- GIVEN RECORDS:

-*-

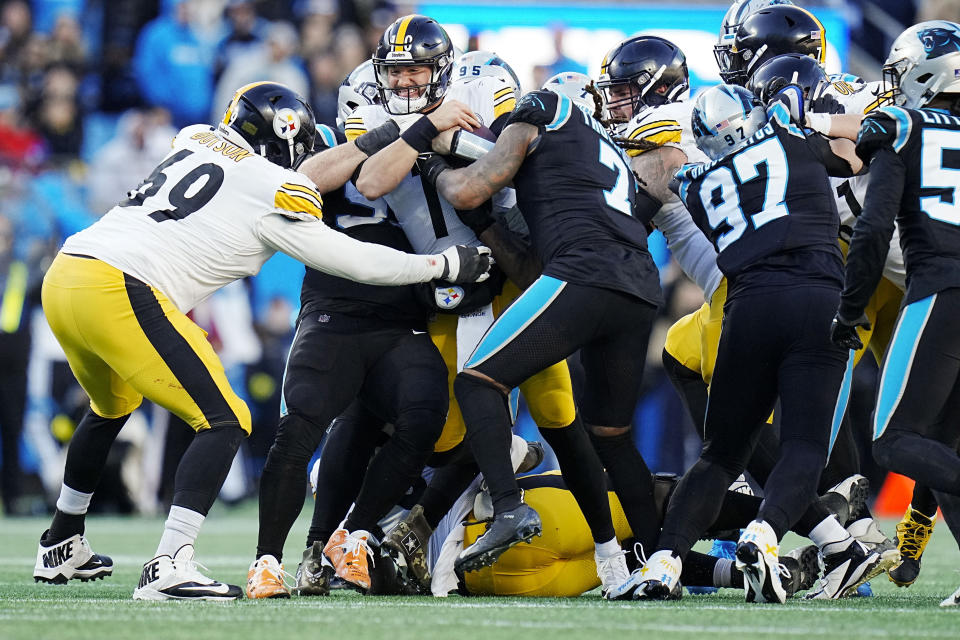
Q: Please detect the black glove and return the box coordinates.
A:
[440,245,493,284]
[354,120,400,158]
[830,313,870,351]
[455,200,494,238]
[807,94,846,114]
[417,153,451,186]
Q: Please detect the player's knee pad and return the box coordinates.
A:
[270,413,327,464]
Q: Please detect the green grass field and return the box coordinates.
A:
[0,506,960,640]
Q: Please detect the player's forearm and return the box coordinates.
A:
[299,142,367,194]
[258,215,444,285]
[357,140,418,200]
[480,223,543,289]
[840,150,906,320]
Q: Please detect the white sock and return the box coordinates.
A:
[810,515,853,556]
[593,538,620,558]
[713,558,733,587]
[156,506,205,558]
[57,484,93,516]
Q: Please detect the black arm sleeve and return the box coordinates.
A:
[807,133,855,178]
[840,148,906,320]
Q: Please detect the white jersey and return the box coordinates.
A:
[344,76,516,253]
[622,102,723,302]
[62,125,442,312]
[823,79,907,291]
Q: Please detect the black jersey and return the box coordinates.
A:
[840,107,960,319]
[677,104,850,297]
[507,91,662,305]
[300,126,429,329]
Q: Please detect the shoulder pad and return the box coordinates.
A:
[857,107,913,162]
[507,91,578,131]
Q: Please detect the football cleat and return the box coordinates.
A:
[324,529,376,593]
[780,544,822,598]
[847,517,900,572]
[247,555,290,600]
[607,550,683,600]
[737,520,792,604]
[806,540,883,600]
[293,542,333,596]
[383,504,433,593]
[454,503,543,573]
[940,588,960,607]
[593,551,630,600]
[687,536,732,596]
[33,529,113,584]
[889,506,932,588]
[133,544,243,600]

-*-

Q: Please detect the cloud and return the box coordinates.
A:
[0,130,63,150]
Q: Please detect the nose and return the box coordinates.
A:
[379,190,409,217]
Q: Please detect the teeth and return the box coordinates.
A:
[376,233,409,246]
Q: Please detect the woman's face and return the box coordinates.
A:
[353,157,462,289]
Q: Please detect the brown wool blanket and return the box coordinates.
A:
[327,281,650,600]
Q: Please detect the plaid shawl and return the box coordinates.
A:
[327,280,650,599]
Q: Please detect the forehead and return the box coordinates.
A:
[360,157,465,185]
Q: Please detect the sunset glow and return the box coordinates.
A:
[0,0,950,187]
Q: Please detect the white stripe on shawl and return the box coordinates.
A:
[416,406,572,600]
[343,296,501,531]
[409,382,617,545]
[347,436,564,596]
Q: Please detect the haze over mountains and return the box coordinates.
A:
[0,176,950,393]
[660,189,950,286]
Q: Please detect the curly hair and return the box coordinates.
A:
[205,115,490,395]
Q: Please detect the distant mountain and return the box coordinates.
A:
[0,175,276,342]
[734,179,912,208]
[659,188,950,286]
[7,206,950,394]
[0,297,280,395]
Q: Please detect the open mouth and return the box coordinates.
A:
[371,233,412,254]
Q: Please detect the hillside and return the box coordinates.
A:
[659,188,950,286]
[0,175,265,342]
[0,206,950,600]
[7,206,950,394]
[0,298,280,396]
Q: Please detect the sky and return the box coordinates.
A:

-*-

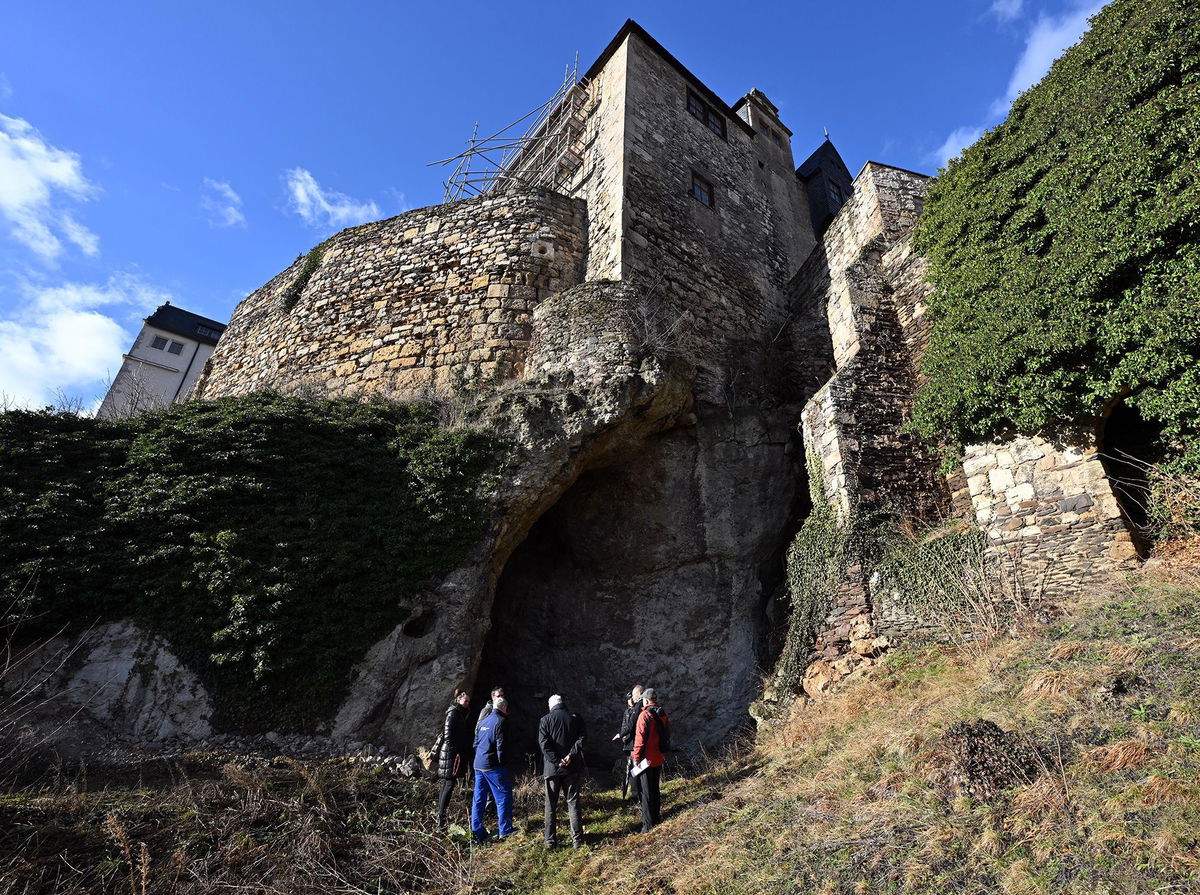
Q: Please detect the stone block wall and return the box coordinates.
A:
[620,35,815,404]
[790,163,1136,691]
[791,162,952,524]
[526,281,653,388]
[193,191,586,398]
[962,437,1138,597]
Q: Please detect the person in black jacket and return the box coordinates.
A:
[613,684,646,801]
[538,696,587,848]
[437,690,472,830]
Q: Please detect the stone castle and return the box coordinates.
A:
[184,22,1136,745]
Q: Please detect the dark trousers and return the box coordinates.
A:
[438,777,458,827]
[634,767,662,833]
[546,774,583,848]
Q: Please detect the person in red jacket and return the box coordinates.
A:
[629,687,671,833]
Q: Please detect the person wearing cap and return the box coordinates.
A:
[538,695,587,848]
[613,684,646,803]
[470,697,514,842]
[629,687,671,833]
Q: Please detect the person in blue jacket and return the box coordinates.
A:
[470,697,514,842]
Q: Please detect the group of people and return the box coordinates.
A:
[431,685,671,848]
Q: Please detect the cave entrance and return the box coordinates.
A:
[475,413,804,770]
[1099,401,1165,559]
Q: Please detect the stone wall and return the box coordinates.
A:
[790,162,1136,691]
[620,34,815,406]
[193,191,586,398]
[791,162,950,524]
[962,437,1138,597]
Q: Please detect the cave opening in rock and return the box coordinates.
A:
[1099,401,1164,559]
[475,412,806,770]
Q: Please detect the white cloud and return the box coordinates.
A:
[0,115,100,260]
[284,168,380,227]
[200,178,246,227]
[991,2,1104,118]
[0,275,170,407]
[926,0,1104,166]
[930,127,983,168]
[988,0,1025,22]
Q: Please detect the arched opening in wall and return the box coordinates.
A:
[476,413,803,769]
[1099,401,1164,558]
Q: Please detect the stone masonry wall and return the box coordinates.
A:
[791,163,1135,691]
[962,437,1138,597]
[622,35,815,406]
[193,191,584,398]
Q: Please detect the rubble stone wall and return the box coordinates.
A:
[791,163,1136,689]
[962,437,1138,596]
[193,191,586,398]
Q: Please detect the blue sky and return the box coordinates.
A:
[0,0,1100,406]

-*-

Format the lines beginning with the one that contains "Q: Please detect the person wearing" and ending with the one that contains "[0,0,1100,406]", both included, as a numbered list, leaving out any blank lines.

- TASK SOLUTION:
1. Q: Please detect the person wearing cap and return the box coordinates.
2. A:
3. [538,695,587,848]
4. [613,684,646,803]
5. [470,697,514,842]
6. [629,687,671,833]
7. Q: Please detect the person in blue jacket and return the box coordinates.
8. A:
9. [470,697,514,842]
10. Q: Please detect the group of people and return the box coordinates.
11. A:
12. [431,685,671,848]
13. Q: Please detect the cave entrance and return the box coordinates.
14. A:
15. [475,413,804,770]
16. [1099,401,1165,559]
17. Q: Please detect the stone wall and return the box coordinates.
18. A:
19. [790,162,1136,691]
20. [620,34,815,406]
21. [193,191,586,398]
22. [791,162,950,524]
23. [962,437,1138,597]
24. Q: Please detect the cave opening in rock and return the box coordinates.
25. A:
26. [1099,401,1164,559]
27. [475,412,806,770]
28. Q: Please detect the white cloud and return the box coordinates.
29. A:
30. [0,115,100,260]
31. [284,168,380,227]
32. [200,178,246,227]
33. [991,2,1104,118]
34. [0,275,170,407]
35. [926,0,1104,166]
36. [930,127,983,168]
37. [988,0,1025,22]
38. Q: Please detect the arched opening in wall and return the box coordinates.
39. A:
40. [476,413,803,769]
41. [1099,401,1164,558]
42. Q: Please detect the stone masonry wall and return the box coordinates.
43. A:
44. [791,163,1135,691]
45. [962,437,1138,597]
46. [622,35,815,406]
47. [193,191,584,398]
48. Q: Please detect the rubble stone wall and return the box coordinates.
49. A:
50. [791,163,1136,689]
51. [962,437,1138,596]
52. [193,191,586,398]
53. Q: Please detect the blue sky and return the box coordinates.
54. A:
55. [0,0,1100,406]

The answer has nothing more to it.